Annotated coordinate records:

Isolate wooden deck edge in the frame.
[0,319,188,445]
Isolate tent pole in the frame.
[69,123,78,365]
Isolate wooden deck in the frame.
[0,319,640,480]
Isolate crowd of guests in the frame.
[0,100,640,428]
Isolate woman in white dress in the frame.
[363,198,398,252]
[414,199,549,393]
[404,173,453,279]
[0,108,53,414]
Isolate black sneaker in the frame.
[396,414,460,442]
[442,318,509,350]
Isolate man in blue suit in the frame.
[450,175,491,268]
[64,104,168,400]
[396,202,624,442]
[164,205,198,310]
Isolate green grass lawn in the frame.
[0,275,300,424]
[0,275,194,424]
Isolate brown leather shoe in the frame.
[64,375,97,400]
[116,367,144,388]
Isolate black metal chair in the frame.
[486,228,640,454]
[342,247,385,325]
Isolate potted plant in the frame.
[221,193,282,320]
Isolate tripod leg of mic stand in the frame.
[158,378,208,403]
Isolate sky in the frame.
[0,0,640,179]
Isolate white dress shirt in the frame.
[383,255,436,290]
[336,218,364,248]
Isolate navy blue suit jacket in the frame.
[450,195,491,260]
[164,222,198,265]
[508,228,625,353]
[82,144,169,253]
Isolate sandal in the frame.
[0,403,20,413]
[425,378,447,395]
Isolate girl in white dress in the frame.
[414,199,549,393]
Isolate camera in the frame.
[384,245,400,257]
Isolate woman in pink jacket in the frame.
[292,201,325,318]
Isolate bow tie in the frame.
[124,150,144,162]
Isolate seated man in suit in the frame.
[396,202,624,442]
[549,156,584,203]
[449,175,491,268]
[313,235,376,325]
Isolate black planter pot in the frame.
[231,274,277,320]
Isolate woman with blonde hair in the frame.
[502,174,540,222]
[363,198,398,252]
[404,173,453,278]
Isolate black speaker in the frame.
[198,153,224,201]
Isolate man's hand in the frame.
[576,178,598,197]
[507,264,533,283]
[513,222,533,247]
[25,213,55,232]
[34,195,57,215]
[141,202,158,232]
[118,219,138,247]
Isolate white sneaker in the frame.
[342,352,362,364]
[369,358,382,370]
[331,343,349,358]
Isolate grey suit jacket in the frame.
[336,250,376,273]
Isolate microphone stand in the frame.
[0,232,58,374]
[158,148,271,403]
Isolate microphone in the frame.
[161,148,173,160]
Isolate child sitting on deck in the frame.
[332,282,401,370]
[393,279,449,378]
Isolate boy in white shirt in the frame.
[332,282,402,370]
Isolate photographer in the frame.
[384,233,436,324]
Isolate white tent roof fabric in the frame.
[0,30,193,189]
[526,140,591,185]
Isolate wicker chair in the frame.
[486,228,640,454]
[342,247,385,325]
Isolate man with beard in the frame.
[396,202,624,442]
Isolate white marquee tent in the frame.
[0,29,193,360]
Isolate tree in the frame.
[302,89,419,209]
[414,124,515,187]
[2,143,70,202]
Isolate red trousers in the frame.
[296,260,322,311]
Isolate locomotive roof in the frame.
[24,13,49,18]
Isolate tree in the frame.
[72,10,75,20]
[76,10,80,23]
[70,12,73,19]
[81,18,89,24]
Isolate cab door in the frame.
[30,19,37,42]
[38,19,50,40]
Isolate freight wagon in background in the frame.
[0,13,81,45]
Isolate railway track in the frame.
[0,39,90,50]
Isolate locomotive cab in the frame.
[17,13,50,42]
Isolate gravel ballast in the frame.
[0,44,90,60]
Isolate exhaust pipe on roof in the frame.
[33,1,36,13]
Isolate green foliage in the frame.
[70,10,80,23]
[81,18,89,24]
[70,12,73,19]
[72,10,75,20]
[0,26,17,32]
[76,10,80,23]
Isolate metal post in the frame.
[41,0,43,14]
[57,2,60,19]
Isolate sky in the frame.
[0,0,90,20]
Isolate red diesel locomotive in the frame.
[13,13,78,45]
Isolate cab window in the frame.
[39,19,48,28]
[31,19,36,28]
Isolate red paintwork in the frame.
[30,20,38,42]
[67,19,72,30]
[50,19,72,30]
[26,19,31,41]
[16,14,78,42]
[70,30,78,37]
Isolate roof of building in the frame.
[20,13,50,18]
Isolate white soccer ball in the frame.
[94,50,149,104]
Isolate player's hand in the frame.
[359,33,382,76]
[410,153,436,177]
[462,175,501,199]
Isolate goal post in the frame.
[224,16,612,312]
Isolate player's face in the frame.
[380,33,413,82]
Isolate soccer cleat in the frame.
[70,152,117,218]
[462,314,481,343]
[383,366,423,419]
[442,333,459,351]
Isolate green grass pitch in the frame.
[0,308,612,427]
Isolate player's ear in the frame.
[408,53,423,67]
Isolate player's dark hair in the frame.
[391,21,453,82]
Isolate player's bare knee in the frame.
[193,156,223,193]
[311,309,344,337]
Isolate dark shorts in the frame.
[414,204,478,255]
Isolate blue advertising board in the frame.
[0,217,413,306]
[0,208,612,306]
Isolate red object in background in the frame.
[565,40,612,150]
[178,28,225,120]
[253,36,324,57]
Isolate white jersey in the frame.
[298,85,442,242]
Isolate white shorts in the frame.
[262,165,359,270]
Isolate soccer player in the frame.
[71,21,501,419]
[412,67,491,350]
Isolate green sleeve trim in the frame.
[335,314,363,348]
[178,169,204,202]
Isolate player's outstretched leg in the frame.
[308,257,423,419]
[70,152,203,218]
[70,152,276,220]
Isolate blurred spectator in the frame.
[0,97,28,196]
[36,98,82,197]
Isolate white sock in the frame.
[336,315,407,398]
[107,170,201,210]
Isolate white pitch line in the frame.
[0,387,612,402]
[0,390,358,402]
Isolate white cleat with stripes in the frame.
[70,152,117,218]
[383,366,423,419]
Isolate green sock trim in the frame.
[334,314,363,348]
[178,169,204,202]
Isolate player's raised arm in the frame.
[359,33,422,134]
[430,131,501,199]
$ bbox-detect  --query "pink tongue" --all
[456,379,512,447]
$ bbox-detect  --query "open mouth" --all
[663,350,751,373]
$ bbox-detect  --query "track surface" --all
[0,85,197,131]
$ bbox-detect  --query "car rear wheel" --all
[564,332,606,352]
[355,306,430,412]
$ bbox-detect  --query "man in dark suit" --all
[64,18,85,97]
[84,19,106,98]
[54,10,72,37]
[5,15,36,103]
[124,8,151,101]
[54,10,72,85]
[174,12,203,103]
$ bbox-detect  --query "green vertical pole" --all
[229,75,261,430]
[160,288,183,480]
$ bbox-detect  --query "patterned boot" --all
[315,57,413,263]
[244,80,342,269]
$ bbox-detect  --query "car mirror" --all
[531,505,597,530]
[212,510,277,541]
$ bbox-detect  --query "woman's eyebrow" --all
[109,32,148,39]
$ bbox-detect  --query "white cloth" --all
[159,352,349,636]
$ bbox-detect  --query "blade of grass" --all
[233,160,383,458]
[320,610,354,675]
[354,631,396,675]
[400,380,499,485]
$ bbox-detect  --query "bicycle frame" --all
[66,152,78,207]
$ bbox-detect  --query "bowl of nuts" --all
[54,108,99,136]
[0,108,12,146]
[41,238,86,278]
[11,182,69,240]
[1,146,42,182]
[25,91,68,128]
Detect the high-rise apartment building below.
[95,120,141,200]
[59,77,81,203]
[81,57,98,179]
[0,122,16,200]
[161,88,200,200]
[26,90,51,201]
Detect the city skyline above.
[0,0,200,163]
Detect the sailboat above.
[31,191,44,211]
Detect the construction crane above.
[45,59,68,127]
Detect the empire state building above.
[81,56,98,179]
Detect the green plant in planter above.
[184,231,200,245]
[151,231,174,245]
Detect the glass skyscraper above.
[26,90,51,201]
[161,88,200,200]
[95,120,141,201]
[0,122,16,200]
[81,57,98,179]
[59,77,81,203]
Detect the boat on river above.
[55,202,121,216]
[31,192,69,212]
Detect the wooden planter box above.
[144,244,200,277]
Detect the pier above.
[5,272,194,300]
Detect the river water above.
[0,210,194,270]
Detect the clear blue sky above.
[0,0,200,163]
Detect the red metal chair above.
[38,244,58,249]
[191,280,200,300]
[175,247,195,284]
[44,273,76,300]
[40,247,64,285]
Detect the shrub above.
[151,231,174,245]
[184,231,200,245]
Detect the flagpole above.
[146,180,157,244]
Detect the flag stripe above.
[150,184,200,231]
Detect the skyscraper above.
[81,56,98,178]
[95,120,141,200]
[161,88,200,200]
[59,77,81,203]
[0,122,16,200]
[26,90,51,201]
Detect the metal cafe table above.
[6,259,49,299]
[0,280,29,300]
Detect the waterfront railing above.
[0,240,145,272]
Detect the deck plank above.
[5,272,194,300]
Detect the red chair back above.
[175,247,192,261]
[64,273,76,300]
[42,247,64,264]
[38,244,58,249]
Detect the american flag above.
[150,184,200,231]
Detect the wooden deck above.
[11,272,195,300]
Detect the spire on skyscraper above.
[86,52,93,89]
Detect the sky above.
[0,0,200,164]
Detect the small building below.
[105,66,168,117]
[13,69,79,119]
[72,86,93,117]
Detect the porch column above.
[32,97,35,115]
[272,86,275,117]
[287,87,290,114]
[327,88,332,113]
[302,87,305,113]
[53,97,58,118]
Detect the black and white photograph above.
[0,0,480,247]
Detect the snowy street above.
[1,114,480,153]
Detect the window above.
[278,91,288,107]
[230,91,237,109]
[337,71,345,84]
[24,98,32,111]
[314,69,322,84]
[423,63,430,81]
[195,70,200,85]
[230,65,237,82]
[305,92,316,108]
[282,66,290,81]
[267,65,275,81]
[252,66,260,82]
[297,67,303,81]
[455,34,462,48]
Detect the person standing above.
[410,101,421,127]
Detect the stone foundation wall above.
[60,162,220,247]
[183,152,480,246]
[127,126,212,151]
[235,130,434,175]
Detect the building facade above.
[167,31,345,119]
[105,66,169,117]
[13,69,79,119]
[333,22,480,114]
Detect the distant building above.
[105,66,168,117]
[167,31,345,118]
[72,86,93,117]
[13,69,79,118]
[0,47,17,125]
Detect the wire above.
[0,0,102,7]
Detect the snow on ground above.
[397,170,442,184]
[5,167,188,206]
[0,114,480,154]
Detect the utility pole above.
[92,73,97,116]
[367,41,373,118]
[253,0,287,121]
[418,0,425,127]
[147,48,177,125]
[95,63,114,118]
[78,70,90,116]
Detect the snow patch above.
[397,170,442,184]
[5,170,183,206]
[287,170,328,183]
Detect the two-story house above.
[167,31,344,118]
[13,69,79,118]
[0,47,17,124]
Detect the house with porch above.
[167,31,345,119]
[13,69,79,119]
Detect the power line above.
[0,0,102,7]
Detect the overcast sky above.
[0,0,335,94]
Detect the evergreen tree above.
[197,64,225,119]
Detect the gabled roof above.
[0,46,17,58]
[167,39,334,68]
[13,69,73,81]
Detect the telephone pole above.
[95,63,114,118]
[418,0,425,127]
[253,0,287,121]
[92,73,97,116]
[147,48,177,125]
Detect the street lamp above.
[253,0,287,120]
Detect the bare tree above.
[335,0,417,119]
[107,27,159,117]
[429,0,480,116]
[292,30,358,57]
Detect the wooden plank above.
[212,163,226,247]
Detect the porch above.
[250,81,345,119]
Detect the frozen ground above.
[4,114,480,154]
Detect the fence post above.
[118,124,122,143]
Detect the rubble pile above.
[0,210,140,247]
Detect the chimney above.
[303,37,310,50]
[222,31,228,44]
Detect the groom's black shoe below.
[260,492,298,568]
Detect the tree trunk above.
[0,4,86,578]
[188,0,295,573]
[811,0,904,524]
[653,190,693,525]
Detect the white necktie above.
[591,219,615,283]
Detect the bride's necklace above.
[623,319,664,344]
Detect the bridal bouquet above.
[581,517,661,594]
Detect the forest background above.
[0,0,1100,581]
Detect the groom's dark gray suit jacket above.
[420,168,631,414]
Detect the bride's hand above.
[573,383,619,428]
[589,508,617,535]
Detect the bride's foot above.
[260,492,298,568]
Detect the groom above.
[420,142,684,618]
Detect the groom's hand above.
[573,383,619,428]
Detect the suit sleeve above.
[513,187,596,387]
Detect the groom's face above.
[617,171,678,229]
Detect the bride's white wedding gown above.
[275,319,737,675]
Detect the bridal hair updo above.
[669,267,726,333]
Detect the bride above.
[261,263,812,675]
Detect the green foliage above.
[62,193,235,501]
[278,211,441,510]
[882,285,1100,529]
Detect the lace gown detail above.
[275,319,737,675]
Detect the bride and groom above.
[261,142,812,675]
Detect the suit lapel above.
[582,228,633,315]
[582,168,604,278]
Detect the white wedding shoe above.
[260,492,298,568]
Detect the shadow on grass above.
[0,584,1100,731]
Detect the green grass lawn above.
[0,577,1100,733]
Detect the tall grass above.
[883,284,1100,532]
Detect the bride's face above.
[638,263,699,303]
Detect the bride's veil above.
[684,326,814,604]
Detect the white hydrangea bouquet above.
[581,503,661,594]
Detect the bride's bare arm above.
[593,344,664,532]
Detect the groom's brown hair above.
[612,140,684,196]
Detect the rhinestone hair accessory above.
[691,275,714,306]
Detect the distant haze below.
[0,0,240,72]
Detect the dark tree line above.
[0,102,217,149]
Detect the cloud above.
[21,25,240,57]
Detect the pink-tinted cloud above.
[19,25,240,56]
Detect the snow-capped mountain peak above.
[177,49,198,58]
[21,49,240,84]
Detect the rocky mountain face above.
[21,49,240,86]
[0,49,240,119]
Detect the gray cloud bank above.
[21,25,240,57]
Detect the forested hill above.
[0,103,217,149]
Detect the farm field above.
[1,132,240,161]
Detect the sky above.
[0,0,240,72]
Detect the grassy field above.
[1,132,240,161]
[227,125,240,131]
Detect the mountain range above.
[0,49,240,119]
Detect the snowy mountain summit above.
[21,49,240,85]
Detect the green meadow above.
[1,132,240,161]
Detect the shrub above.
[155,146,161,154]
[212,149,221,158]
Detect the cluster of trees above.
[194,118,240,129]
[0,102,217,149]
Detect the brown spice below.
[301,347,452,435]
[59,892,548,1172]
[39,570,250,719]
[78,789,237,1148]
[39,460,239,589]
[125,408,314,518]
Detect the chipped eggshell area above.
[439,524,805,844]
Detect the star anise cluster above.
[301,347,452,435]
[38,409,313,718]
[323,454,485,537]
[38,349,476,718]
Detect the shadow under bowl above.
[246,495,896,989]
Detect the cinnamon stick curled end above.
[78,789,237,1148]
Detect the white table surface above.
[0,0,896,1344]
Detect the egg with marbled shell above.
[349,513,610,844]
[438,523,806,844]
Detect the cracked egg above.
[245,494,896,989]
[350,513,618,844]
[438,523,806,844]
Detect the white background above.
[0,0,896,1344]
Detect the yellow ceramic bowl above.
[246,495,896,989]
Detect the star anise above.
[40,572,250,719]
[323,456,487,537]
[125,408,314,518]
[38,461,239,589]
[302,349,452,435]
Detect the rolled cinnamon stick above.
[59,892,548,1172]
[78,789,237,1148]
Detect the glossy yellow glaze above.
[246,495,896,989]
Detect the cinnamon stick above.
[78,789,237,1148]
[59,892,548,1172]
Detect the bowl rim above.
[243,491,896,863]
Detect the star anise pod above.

- _INSTRUCTIONS TO FOLLOW_
Print the entries again without any changes, from the line containing "Detect the white background above." through the final line of the entries, including both.

- _TASK SOLUTION_
Detect the white background above.
[0,0,896,1344]
Detect the yellow ceramic bowl above.
[246,495,896,989]
Detect the star anise above.
[40,572,250,719]
[323,456,487,537]
[125,408,314,518]
[38,461,239,589]
[302,349,452,435]
Detect the rolled cinnamon stick above.
[59,892,548,1172]
[78,789,237,1148]
Detect the glossy yellow glaze above.
[246,495,896,989]
Detect the cinnamon stick above.
[78,789,237,1148]
[59,892,548,1172]
Detect the bowl rim above.
[243,491,896,863]
Detect the star anise pod above.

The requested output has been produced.